• [PROBLEM DESCRIPTION]: Return every line in the records below that contains the string "military".

Point labeling dataset excerpts:
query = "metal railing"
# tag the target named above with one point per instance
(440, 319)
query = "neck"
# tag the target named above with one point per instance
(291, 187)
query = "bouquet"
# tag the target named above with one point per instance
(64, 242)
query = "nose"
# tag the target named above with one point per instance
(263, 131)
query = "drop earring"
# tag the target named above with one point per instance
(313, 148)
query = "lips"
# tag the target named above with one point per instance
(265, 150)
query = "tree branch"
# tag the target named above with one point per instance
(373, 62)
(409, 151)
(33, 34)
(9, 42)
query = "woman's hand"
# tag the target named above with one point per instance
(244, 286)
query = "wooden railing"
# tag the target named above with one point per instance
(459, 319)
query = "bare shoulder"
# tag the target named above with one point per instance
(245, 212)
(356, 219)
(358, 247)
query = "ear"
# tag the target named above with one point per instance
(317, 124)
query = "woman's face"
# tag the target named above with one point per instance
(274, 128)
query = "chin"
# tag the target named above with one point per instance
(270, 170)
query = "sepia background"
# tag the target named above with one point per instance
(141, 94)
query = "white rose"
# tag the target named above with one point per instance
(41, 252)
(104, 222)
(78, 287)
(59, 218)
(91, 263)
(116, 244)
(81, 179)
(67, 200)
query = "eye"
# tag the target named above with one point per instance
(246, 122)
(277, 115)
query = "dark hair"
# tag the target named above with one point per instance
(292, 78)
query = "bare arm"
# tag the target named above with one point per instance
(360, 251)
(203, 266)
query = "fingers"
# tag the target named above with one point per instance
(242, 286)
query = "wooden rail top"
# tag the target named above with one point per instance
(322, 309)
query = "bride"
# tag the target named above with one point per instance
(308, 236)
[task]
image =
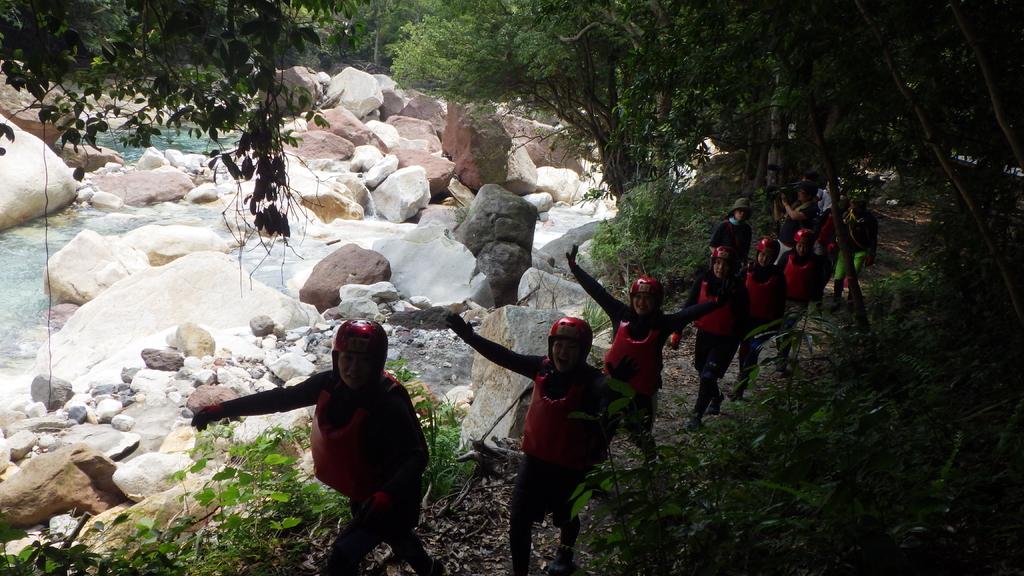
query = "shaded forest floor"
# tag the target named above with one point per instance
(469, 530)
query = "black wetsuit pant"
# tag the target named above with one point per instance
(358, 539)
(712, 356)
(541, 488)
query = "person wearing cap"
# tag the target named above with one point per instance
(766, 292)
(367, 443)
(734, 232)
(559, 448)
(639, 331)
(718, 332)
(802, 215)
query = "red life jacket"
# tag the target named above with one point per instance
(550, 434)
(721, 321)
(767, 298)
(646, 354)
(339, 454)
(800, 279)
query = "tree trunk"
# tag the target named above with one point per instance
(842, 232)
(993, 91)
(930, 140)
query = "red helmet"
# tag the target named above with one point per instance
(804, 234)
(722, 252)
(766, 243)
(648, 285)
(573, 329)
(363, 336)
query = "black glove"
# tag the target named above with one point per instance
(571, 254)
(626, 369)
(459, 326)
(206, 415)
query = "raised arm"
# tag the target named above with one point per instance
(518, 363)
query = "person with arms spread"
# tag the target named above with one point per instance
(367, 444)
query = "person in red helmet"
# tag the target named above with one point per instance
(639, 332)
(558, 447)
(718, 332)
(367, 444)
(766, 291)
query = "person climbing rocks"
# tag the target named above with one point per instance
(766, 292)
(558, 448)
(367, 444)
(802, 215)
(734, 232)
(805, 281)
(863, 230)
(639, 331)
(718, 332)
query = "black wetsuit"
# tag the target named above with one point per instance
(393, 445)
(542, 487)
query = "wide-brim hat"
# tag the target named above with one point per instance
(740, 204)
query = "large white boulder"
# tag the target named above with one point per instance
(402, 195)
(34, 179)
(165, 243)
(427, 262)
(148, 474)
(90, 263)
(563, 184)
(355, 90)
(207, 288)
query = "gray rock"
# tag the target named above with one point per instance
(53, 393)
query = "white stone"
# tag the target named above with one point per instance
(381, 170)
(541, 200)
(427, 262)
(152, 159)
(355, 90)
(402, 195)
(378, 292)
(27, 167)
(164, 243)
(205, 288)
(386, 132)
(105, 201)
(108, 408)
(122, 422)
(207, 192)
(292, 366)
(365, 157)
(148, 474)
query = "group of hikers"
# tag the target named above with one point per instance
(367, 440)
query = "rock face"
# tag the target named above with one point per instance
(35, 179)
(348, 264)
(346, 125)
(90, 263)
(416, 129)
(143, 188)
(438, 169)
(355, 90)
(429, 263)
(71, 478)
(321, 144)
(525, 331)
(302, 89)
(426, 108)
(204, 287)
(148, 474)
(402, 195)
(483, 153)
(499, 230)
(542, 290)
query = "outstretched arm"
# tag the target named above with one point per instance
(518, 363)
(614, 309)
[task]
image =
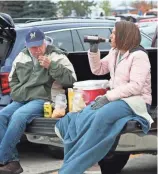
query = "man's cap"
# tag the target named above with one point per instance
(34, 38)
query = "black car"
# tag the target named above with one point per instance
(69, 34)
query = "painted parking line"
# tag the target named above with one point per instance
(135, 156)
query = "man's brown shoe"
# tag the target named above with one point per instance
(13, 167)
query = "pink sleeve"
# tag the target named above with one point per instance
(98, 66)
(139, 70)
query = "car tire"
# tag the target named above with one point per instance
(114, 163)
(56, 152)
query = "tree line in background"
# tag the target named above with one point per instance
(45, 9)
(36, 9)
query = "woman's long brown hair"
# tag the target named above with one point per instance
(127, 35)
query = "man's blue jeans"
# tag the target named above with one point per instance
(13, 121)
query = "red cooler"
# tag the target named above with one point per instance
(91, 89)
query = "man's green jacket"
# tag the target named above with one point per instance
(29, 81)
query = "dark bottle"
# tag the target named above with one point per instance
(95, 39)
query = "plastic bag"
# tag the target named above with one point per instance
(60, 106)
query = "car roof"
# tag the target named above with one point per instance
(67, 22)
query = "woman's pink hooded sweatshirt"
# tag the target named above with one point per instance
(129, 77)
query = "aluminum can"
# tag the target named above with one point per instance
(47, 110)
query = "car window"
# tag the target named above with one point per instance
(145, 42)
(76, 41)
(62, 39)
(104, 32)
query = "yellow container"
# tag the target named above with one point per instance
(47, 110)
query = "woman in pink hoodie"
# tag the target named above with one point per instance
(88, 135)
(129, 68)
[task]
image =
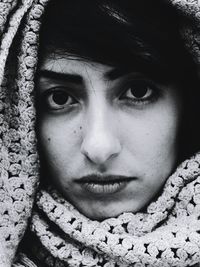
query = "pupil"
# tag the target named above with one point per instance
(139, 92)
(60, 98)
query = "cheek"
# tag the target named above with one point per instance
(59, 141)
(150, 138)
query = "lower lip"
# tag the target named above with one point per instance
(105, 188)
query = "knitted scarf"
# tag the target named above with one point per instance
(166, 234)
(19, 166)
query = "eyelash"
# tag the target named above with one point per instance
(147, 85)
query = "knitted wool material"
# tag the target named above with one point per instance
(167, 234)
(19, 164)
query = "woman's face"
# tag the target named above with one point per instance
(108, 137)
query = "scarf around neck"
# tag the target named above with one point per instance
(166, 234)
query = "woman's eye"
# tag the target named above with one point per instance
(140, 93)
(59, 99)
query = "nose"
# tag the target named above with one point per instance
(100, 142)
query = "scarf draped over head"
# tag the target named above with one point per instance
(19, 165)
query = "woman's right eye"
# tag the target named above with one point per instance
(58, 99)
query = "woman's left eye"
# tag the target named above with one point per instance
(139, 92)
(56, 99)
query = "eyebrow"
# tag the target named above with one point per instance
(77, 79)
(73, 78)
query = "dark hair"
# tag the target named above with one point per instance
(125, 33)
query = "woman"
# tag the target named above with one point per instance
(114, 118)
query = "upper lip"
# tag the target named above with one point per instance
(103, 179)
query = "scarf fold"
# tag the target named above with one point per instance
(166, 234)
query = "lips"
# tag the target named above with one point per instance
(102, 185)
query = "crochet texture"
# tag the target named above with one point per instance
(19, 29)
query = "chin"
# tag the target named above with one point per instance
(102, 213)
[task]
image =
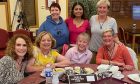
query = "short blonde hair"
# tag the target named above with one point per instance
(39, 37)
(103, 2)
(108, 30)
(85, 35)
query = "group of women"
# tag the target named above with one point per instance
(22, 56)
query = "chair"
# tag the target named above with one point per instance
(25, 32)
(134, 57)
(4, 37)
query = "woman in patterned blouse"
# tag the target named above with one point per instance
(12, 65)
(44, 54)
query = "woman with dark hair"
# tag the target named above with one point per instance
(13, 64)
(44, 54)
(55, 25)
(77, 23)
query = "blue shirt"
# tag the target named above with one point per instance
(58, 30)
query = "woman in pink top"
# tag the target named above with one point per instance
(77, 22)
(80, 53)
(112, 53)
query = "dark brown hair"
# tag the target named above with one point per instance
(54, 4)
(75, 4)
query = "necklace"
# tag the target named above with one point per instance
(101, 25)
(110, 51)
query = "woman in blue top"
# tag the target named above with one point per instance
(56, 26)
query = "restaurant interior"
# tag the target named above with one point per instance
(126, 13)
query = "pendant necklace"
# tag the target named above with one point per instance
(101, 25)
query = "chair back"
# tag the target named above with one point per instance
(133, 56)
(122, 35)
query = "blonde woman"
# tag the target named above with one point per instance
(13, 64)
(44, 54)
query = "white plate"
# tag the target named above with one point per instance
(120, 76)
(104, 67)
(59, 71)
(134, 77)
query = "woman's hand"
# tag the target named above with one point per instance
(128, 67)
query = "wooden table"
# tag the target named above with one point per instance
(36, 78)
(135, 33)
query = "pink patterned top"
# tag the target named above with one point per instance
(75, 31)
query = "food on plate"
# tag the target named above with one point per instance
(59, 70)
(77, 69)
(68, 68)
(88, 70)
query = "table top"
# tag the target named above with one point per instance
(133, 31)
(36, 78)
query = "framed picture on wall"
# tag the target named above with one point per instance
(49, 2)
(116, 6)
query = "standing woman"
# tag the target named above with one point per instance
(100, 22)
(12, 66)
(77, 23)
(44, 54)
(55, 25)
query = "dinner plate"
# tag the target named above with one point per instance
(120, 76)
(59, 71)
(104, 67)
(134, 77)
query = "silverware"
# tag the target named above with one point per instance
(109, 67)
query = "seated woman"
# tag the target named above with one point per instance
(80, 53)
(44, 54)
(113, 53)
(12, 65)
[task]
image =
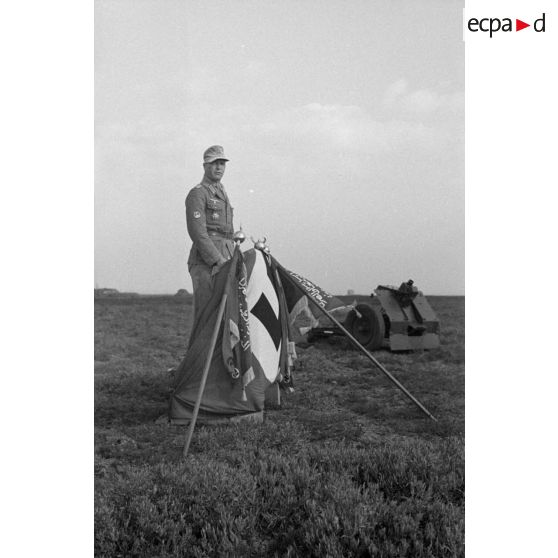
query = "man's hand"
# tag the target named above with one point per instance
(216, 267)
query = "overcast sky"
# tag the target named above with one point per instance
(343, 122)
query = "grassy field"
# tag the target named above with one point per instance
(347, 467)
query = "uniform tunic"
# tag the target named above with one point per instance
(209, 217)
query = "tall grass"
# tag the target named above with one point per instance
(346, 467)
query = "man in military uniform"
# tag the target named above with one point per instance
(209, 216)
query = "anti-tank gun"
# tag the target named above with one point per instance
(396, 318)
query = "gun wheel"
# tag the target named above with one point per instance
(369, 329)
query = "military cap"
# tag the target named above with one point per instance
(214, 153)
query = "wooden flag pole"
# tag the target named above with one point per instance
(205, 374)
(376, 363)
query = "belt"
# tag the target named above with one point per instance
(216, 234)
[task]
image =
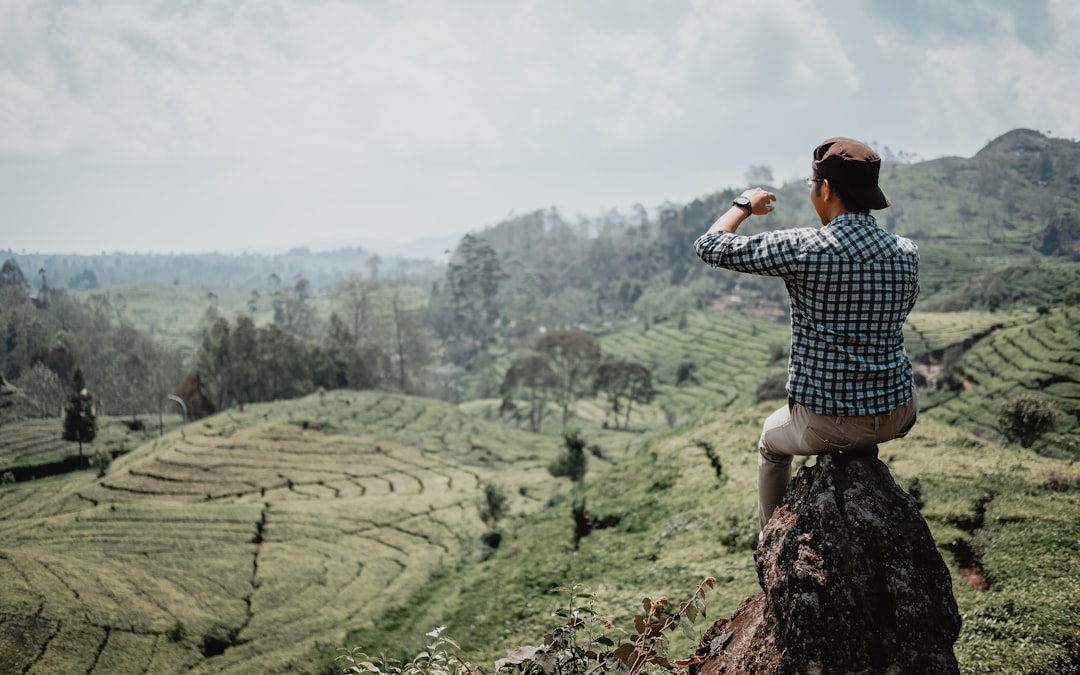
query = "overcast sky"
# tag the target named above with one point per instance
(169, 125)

• [TASK ANSWER]:
query = "man in military uniform"
query = "military cap"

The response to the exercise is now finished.